# [Stored dataset items]
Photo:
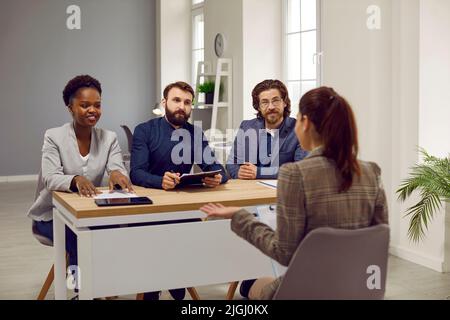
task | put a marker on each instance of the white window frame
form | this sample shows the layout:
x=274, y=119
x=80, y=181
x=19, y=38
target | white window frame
x=285, y=35
x=197, y=9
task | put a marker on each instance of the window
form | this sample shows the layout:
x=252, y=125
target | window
x=198, y=47
x=301, y=47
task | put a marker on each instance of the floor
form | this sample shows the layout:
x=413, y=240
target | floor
x=24, y=263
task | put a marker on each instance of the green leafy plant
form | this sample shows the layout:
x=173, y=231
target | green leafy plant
x=206, y=87
x=432, y=179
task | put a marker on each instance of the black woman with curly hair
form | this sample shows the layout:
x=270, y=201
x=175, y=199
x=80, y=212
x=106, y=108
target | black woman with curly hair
x=75, y=157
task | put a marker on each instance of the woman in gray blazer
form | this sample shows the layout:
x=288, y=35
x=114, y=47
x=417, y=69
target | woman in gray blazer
x=328, y=188
x=76, y=156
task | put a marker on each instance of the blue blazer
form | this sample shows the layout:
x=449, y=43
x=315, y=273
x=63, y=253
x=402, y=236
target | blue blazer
x=153, y=144
x=250, y=145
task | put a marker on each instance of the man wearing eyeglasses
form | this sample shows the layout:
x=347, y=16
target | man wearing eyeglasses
x=263, y=144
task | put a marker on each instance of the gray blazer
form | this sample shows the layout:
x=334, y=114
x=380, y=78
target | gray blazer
x=61, y=161
x=308, y=198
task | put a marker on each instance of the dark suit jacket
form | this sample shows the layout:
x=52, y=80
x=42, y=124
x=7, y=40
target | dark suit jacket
x=308, y=198
x=250, y=145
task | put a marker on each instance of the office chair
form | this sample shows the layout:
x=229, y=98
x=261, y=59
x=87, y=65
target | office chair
x=336, y=264
x=46, y=242
x=129, y=135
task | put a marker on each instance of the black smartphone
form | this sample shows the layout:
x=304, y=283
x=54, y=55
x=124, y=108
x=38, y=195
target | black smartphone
x=123, y=201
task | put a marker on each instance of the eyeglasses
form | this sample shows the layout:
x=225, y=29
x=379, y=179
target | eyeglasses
x=276, y=102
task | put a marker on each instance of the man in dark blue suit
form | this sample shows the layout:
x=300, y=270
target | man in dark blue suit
x=165, y=148
x=263, y=144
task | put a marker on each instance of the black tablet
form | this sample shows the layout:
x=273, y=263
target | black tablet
x=123, y=201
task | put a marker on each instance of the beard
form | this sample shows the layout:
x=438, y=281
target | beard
x=177, y=118
x=273, y=117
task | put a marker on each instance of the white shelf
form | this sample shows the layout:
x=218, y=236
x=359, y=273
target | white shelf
x=223, y=76
x=202, y=105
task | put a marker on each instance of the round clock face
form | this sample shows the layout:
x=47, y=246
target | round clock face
x=219, y=44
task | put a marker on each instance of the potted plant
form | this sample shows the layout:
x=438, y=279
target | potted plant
x=208, y=89
x=432, y=179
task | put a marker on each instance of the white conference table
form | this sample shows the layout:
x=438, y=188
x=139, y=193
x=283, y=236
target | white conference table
x=125, y=259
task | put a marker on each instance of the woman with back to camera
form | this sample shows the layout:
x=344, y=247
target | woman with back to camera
x=328, y=188
x=76, y=156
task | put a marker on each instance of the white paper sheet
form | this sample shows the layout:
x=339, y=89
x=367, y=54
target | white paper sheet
x=269, y=183
x=106, y=194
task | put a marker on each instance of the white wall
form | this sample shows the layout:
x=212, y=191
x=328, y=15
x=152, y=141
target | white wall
x=421, y=52
x=434, y=122
x=434, y=100
x=252, y=29
x=397, y=81
x=226, y=17
x=262, y=28
x=174, y=42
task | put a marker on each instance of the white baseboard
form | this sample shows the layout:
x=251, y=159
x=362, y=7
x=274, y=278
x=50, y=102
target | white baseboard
x=24, y=178
x=418, y=258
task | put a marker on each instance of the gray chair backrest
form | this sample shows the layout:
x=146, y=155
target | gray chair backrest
x=129, y=135
x=337, y=264
x=44, y=240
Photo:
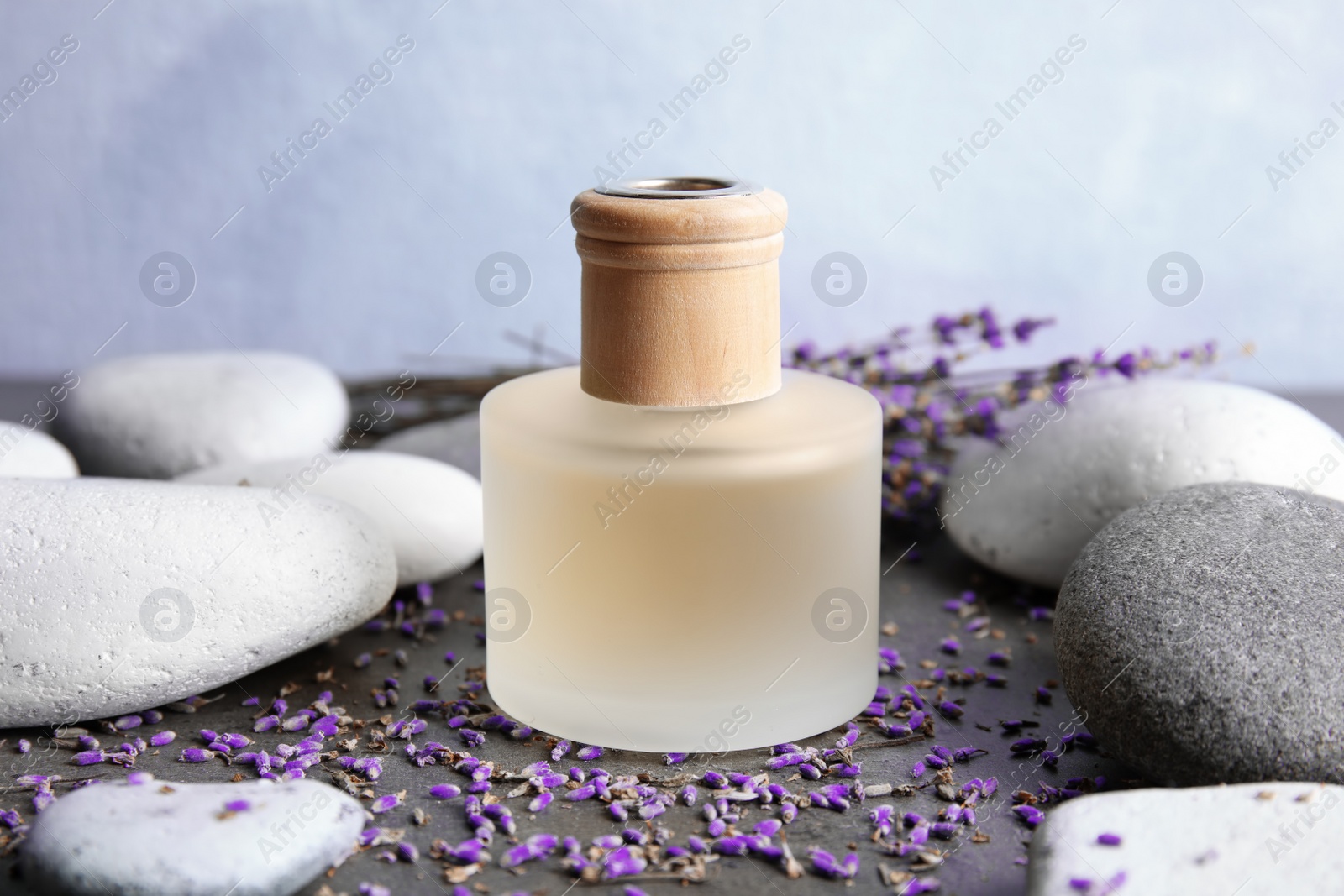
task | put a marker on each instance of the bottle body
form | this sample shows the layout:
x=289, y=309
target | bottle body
x=682, y=579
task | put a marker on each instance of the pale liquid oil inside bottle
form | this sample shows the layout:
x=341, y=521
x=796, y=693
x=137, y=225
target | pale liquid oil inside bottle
x=726, y=598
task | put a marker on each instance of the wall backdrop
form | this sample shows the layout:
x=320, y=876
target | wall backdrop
x=328, y=179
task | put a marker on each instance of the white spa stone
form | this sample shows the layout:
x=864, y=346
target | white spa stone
x=430, y=511
x=1027, y=506
x=33, y=453
x=456, y=441
x=179, y=840
x=158, y=416
x=1252, y=840
x=120, y=595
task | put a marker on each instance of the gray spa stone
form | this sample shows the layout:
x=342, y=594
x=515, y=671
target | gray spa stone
x=158, y=416
x=249, y=839
x=1250, y=840
x=1200, y=633
x=1027, y=504
x=456, y=441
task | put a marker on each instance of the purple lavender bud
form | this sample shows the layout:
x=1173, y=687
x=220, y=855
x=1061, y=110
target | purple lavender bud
x=586, y=792
x=1028, y=815
x=850, y=738
x=785, y=761
x=163, y=738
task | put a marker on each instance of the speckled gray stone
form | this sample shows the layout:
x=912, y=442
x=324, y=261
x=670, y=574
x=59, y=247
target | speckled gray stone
x=1202, y=631
x=179, y=840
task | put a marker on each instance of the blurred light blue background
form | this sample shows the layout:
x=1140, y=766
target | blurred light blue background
x=1153, y=137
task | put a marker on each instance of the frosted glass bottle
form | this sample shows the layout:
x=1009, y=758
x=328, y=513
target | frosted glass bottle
x=690, y=578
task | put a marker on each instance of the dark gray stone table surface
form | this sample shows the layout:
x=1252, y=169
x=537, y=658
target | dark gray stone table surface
x=913, y=598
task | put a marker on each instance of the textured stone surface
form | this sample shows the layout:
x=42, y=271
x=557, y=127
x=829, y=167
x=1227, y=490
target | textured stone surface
x=159, y=416
x=179, y=840
x=1200, y=633
x=456, y=441
x=1250, y=840
x=1028, y=506
x=430, y=511
x=33, y=453
x=123, y=595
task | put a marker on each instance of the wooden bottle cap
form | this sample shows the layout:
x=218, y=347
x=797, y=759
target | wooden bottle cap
x=680, y=291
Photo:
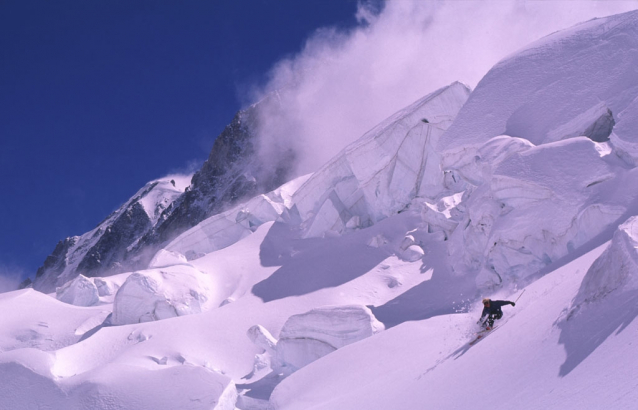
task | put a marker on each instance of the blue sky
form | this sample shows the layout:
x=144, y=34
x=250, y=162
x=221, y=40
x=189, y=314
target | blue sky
x=99, y=97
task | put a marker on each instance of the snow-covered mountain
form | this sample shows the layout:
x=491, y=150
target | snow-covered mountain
x=129, y=237
x=358, y=286
x=102, y=251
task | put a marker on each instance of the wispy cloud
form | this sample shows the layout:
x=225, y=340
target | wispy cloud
x=344, y=82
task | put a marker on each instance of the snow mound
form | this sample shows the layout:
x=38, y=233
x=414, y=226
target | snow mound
x=380, y=174
x=116, y=387
x=307, y=337
x=616, y=269
x=165, y=258
x=80, y=291
x=100, y=252
x=534, y=206
x=104, y=288
x=158, y=294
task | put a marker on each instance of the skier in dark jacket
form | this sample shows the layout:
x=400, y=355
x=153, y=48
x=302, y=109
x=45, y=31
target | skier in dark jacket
x=492, y=309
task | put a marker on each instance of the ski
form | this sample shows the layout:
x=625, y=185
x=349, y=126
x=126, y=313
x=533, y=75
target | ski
x=481, y=334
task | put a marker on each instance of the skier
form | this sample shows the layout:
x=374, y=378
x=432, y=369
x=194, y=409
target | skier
x=492, y=309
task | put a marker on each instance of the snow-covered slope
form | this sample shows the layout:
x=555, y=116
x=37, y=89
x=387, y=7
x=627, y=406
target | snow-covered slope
x=358, y=286
x=575, y=82
x=101, y=251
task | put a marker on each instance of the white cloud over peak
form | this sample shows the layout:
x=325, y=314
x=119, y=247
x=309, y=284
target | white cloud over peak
x=342, y=83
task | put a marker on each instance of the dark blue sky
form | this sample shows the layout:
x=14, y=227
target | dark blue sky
x=99, y=97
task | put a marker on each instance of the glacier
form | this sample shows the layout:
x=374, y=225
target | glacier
x=358, y=285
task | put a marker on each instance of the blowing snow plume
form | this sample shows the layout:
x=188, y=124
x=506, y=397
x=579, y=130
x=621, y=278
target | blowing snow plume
x=344, y=82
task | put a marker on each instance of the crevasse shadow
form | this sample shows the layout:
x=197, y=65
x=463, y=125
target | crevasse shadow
x=443, y=294
x=592, y=324
x=308, y=265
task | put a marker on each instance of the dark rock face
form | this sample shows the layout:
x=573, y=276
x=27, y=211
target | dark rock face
x=106, y=256
x=231, y=173
x=54, y=264
x=128, y=239
x=601, y=129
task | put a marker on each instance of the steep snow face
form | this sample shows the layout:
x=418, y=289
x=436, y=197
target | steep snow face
x=616, y=270
x=377, y=176
x=101, y=251
x=226, y=228
x=307, y=337
x=527, y=206
x=383, y=171
x=575, y=82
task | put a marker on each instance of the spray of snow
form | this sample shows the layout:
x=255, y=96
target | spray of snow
x=342, y=83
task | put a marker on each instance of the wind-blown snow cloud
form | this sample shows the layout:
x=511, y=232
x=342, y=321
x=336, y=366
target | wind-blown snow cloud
x=345, y=82
x=10, y=277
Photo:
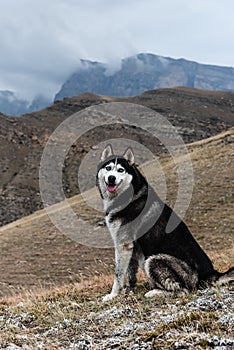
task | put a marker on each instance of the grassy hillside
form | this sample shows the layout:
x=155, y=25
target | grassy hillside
x=51, y=287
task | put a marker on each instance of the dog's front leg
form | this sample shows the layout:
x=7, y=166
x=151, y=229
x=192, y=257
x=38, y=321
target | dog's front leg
x=123, y=254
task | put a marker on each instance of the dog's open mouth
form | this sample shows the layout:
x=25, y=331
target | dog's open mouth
x=112, y=187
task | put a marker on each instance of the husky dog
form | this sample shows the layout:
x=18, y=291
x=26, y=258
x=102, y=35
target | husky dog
x=137, y=219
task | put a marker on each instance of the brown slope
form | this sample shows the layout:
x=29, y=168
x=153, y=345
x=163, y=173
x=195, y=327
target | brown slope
x=35, y=254
x=197, y=114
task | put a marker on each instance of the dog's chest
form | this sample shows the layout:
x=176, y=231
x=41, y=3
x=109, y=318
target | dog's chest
x=113, y=225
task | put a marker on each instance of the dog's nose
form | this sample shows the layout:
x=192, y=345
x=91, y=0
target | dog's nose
x=111, y=179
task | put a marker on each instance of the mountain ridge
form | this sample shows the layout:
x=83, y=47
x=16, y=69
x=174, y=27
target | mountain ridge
x=143, y=72
x=196, y=114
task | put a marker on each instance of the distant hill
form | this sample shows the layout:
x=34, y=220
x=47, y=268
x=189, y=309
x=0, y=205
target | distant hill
x=197, y=114
x=10, y=104
x=143, y=72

# [To be done]
Reproduce the material between the lines holding "task | put a marker on each instance of the pale" and "x=328, y=179", inclusive, requests included, and multiply every answer coordinate by 1.15, rounding to whole numbers with halves rounded up. Leave the coordinates in the requests and in their layout samples unchanged.

# [Reply to the task]
task | put a marker on each instance of the pale liquid oil inside bottle
form | this sample shows the layout:
x=341, y=521
x=796, y=693
x=137, y=225
target | pale liquid oil inside bottle
x=835, y=688
task | put a marker on each instance of the wall backdrop
form | this sample shows the layout:
x=320, y=876
target | wall backdrop
x=377, y=206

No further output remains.